[Rows from a dataset]
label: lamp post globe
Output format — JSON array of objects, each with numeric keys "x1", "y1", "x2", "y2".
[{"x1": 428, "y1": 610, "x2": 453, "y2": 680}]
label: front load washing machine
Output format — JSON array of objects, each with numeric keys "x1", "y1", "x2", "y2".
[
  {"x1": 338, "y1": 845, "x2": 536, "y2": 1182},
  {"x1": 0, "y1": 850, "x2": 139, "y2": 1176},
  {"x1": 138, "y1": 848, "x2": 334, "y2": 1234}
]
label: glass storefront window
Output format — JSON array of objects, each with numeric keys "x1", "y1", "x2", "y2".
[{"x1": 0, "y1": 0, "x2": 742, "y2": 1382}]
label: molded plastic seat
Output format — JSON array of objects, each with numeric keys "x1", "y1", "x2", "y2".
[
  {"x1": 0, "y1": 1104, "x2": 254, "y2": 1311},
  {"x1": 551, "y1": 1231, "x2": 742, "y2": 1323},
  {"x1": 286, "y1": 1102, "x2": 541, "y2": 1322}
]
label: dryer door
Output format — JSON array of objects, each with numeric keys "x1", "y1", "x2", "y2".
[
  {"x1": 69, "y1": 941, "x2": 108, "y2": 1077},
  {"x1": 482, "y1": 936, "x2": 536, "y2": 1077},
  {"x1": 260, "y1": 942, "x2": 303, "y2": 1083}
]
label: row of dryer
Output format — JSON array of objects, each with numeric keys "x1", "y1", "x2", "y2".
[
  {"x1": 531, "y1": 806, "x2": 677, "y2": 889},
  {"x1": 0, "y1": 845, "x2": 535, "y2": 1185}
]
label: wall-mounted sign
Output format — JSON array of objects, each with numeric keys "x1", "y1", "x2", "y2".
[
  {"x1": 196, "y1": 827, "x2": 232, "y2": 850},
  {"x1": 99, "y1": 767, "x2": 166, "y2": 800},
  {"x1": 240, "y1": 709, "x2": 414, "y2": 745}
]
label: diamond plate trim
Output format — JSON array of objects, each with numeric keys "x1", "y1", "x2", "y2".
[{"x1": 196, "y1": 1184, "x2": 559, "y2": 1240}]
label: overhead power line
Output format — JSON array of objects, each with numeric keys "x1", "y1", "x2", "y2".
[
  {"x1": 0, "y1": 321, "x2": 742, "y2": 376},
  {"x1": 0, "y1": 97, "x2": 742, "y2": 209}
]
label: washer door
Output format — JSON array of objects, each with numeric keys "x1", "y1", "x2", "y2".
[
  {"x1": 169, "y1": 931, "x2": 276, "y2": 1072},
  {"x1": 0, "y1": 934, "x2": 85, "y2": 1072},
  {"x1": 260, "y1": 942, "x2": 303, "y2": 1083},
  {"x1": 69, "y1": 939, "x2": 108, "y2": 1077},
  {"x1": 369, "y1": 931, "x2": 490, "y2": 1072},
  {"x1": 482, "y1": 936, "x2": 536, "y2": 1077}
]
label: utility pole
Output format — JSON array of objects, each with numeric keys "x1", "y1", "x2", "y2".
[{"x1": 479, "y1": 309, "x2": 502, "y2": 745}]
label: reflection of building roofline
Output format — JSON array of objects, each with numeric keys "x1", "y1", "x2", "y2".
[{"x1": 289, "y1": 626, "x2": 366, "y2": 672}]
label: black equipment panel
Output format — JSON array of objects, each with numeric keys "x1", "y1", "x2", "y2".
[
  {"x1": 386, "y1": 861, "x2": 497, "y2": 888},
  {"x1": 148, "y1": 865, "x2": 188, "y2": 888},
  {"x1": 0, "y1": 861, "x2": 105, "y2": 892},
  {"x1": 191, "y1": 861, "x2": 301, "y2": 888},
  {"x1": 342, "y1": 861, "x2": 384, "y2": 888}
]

## Required work
Present every line of the records above as a numbered list, leaving out any blank lines.

## Answer in full
1. label: lamp post globe
2. Output format — JSON array of objects, each with numeric keys "x1", "y1", "x2", "y2".
3. [{"x1": 428, "y1": 610, "x2": 453, "y2": 680}]
4. label: front load washing machine
5. Output format — JSON array of objects, each with numeric keys "x1", "y1", "x2", "y2".
6. [
7.   {"x1": 338, "y1": 845, "x2": 536, "y2": 1182},
8.   {"x1": 0, "y1": 850, "x2": 139, "y2": 1176},
9.   {"x1": 138, "y1": 848, "x2": 334, "y2": 1234}
10. ]
11. label: glass storefront window
12. Output format — JSON array of objects, each with numeric keys "x1", "y1", "x2", "y2".
13. [{"x1": 0, "y1": 0, "x2": 742, "y2": 1382}]
14. label: molded plastic seat
15. Output format — JSON array of objects, each with numeric keys "x1", "y1", "x2", "y2".
16. [
17.   {"x1": 0, "y1": 1104, "x2": 254, "y2": 1311},
18.   {"x1": 551, "y1": 1231, "x2": 742, "y2": 1323},
19.   {"x1": 286, "y1": 1102, "x2": 541, "y2": 1322}
20. ]
21. label: dryer door
22. Output format — JSON array of objects, each with numeric keys "x1", "y1", "x2", "y2".
23. [
24.   {"x1": 69, "y1": 941, "x2": 108, "y2": 1077},
25.   {"x1": 482, "y1": 936, "x2": 536, "y2": 1077},
26.   {"x1": 260, "y1": 942, "x2": 303, "y2": 1083}
27. ]
28. label: row of dryer
29. Output format — JSON array of objects, each with numeric keys "x1", "y1", "x2", "y2".
30. [
31.   {"x1": 531, "y1": 806, "x2": 677, "y2": 889},
32.   {"x1": 0, "y1": 845, "x2": 535, "y2": 1185}
33. ]
34. label: wall-mounted sign
35. Output format — JSON array of objects, each with numeric keys "x1", "y1", "x2", "y2".
36. [
37.   {"x1": 196, "y1": 827, "x2": 232, "y2": 850},
38.   {"x1": 99, "y1": 767, "x2": 166, "y2": 800},
39.   {"x1": 240, "y1": 709, "x2": 414, "y2": 745}
40. ]
41. label: diamond plate trim
42. Output format — JSON array of objects, each with numeric keys "x1", "y1", "x2", "y2".
43. [{"x1": 196, "y1": 1184, "x2": 559, "y2": 1240}]
44. label: overhead power line
45. Output format — JSON array of objects, each with numeric keys "x1", "y1", "x2", "y2".
46. [
47.   {"x1": 0, "y1": 321, "x2": 742, "y2": 376},
48.   {"x1": 0, "y1": 97, "x2": 742, "y2": 209}
49. ]
50. label: washer door
51. Output format — JSON array of objects, each with numeric keys "x1", "y1", "x2", "y2".
52. [
53.   {"x1": 169, "y1": 931, "x2": 276, "y2": 1072},
54.   {"x1": 0, "y1": 934, "x2": 85, "y2": 1072},
55.   {"x1": 260, "y1": 942, "x2": 303, "y2": 1083},
56.   {"x1": 69, "y1": 939, "x2": 108, "y2": 1077},
57.   {"x1": 369, "y1": 931, "x2": 490, "y2": 1072},
58.   {"x1": 482, "y1": 936, "x2": 536, "y2": 1077}
59. ]
60. label: utility pole
61. Output format — JSON array of objects, each with numeric keys "x1", "y1", "x2", "y2".
62. [{"x1": 479, "y1": 309, "x2": 502, "y2": 745}]
63. label: reflection of building roofline
64. Output format — JSON array of objects, each with numeric keys "x1", "y1", "x2", "y2".
65. [{"x1": 289, "y1": 626, "x2": 366, "y2": 672}]
66. label: black equipment panel
67. Output format — JSON array of objects, each with numeric keys "x1", "y1", "x2", "y2".
68. [
69.   {"x1": 386, "y1": 861, "x2": 497, "y2": 888},
70.   {"x1": 148, "y1": 865, "x2": 188, "y2": 888},
71.   {"x1": 0, "y1": 861, "x2": 105, "y2": 892},
72.   {"x1": 191, "y1": 861, "x2": 301, "y2": 888},
73.   {"x1": 342, "y1": 861, "x2": 384, "y2": 888}
74. ]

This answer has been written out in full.